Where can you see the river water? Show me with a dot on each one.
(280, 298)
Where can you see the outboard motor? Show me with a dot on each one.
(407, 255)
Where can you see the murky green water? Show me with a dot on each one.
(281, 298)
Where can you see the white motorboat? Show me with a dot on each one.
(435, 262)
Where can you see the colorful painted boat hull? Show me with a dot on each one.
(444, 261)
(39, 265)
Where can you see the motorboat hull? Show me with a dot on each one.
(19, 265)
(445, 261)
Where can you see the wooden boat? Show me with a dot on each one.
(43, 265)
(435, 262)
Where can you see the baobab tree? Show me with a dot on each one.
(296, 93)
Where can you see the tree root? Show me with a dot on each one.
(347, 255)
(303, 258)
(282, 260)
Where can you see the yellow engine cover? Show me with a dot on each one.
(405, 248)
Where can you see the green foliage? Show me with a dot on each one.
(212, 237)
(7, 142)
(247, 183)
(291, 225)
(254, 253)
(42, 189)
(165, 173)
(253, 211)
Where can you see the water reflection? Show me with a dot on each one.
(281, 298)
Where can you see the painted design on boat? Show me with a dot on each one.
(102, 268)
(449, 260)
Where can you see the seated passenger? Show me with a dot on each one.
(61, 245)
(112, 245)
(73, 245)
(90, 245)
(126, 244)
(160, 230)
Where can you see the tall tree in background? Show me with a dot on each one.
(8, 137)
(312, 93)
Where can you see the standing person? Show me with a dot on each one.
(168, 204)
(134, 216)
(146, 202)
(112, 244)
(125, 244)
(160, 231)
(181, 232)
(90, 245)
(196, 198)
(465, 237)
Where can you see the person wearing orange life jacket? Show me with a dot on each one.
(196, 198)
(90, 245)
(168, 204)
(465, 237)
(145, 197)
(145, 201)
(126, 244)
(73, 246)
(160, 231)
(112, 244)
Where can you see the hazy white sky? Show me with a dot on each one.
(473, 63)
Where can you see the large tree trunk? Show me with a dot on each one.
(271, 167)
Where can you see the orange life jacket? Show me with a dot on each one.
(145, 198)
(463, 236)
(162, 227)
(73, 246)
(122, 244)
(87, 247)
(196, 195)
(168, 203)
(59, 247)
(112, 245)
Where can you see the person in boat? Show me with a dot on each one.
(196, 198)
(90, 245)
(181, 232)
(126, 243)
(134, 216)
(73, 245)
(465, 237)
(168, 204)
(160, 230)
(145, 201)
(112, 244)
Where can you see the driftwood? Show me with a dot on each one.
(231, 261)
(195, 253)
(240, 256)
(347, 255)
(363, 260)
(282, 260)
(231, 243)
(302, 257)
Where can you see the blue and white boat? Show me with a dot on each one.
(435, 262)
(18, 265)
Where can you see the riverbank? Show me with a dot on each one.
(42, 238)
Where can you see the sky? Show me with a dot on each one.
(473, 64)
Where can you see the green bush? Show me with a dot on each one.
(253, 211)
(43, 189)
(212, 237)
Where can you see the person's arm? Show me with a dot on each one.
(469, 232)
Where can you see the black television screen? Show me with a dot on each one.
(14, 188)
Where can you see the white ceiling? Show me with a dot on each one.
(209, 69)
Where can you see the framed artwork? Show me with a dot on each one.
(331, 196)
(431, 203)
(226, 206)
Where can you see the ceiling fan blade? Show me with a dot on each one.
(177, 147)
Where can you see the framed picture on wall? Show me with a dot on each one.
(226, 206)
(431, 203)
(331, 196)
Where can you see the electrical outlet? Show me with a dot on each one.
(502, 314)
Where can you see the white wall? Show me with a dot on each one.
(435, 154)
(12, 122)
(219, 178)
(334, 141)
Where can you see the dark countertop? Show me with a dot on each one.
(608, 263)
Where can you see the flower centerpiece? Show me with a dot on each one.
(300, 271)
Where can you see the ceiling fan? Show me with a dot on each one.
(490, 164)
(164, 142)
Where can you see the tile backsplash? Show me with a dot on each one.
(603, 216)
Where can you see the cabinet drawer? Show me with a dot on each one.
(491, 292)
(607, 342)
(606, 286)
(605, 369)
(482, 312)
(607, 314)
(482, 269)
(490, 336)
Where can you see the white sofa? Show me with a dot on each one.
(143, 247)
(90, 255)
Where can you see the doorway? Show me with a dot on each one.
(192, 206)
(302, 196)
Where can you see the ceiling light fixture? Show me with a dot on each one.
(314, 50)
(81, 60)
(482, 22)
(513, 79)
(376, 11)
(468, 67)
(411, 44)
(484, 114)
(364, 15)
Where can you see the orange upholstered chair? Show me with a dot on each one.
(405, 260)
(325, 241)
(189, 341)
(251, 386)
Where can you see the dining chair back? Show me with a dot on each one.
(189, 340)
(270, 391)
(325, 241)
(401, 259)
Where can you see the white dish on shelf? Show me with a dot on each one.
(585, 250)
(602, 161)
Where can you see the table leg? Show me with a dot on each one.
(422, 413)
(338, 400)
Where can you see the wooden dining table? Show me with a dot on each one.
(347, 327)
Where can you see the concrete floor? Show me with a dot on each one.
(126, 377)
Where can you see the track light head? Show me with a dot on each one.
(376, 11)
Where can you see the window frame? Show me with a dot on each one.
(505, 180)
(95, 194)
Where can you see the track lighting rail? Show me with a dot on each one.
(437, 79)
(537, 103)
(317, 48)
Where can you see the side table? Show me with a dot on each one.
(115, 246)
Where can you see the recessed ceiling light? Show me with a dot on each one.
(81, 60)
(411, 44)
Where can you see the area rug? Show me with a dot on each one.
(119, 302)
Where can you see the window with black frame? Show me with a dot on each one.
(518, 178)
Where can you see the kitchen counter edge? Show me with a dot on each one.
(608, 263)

== Set exercise ==
Reproduce every one of the records above verbatim, retaining each line in its original order.

== Task solution ==
Where can you see the river water? Show me with a dot on each one.
(280, 298)
Where can you see the outboard motor? Show me with a dot on each one.
(407, 255)
Where can you see the murky green water? Show me with a dot on each one.
(281, 298)
Where can you see the white motorboat? Show me with a dot on each one.
(435, 262)
Where can you see the colorful painted boat hull? Show me with a dot on each one.
(444, 261)
(39, 265)
Where can you see the motorboat hull? Show me with a dot on each one.
(19, 265)
(445, 261)
Where can you see the wooden boat? Show me with a dot on each one.
(43, 265)
(435, 262)
Where can you see the baobab tree? Show me with a dot on each one.
(296, 93)
Where can you see the tree root? Show me with a dot on each one.
(347, 255)
(303, 258)
(282, 260)
Where can you see the yellow engine cover? Show me with a dot on each one.
(405, 248)
Where can you see the green foliage? Show me with a dot on each one.
(212, 237)
(7, 142)
(247, 183)
(291, 225)
(254, 253)
(42, 189)
(165, 173)
(253, 211)
Where can you see the water reflection? Show me with a dot on each one.
(281, 298)
Where can you see the painted design on boat? Show me with a dot on each one.
(102, 268)
(449, 260)
Where can you see the seated passenger? Show me with a dot on each one.
(61, 245)
(112, 245)
(73, 245)
(90, 245)
(126, 244)
(160, 230)
Where can you see the tall tree in background? Show me with a dot on each one.
(8, 137)
(312, 93)
Where can you see the standing person? Show me with a dot on each one.
(168, 204)
(134, 216)
(146, 202)
(112, 244)
(125, 244)
(160, 231)
(181, 232)
(90, 245)
(196, 198)
(465, 237)
Where can you see the person wearing orange life jacket? Show me with a dot on each one.
(196, 198)
(90, 245)
(168, 204)
(465, 237)
(145, 197)
(145, 201)
(126, 244)
(73, 246)
(160, 231)
(112, 244)
Where can you see the hazy white sky? Show me with a dot on each one.
(473, 63)
Where can you see the large tree trunk? Show me with a dot on each one.
(271, 167)
Where can you see the orange life jacket? Show me with a dot on each one.
(145, 198)
(463, 236)
(162, 227)
(73, 246)
(122, 244)
(87, 247)
(196, 195)
(168, 203)
(59, 247)
(112, 245)
Where can you see the person in boat? Show me with a dot on each one.
(196, 198)
(90, 245)
(181, 232)
(126, 243)
(134, 216)
(73, 245)
(465, 237)
(168, 204)
(160, 230)
(145, 201)
(112, 244)
Where can you see the driftwood? Show me with a dot on each one.
(231, 261)
(195, 253)
(240, 256)
(347, 255)
(363, 260)
(282, 260)
(231, 243)
(302, 257)
Where can you see the blue and white boat? Show me with a dot on each one.
(435, 262)
(18, 265)
Where can you see the riverbank? Show me with a dot on each one.
(42, 238)
Where can you see the sky? Show me with a dot on each one.
(473, 64)
Where can you see the green bush? Show me with a dot on each one.
(253, 211)
(43, 189)
(212, 237)
Where can you see the person's arm? Show me with a dot on each one.
(469, 232)
Where can you see the black television screen? Show me with a dot on each one.
(14, 188)
Where can you see the white ceiling? Show me with a dot on each one.
(209, 69)
Where can you see the framed artwork? Show me with a dot on each one.
(331, 196)
(431, 203)
(226, 206)
Where can you see the ceiling fan blade? Show me with a dot on each one.
(177, 147)
Where can you see the framed picture on wall? Show me with a dot on each one.
(226, 206)
(431, 203)
(331, 196)
Where can you see the electrical outlet? Show me with a dot on each one.
(502, 314)
Where can you see the white wall? Show me with a dot on each one.
(435, 154)
(12, 122)
(219, 178)
(334, 141)
Where can you see the dark countertop? Show me with a dot on each one.
(608, 263)
Where can you see the flower centerpiece? Show me with a dot on each one.
(300, 271)
Where can you see the ceiling fan? Show me with a dot on each one.
(490, 164)
(164, 142)
Where can you see the tile backsplash? Show me with a dot on each one.
(603, 216)
Where can you see the cabinet drawer? Show me with a dot on each one.
(491, 292)
(607, 342)
(606, 286)
(605, 369)
(482, 312)
(607, 314)
(482, 269)
(490, 336)
Where can you see the white sofa? Show me with a dot on each one.
(143, 247)
(90, 255)
Where can you see the doorway? Show me with a dot on each one.
(192, 206)
(302, 196)
Where can you see the ceiling light fixture? Show me with a dot on each one.
(314, 50)
(81, 60)
(482, 22)
(513, 79)
(376, 11)
(468, 67)
(411, 44)
(484, 114)
(364, 15)
Where can you see the orange upholstered chair? Show me with a dot on each one.
(405, 260)
(325, 241)
(189, 341)
(251, 386)
Where can you see the dining chair back? Show me with a dot on each one.
(189, 340)
(270, 391)
(325, 241)
(401, 259)
Where can you see the white dish on shelf? Show me with a dot on each one.
(585, 250)
(602, 161)
Where can you see the table leg? Show me with a dot on each one.
(422, 413)
(338, 400)
Where can you see the wooden dining table? Show me with a dot on each one.
(347, 327)
Where can you see the concrete floor? Show me with a dot on each one.
(126, 377)
Where can you see the track light head? Show me with a dot on each one.
(376, 11)
Where can you see the window frame? Show me with a dot on each one.
(505, 180)
(95, 194)
Where can you see the track lighting rail? Show me with a dot on each one.
(437, 79)
(537, 103)
(317, 48)
Where can you see the side table? Show me with a dot on each one.
(115, 246)
Where can you see the recessed ceiling light? Show me with a dot on each one.
(81, 60)
(411, 44)
Where can you see the area rug? Show me with a dot on each one.
(119, 302)
Where can you see the window with black frame? Show me with a dot on each one.
(518, 178)
Where can you see the kitchen counter edge? Show me with a dot on each one.
(608, 263)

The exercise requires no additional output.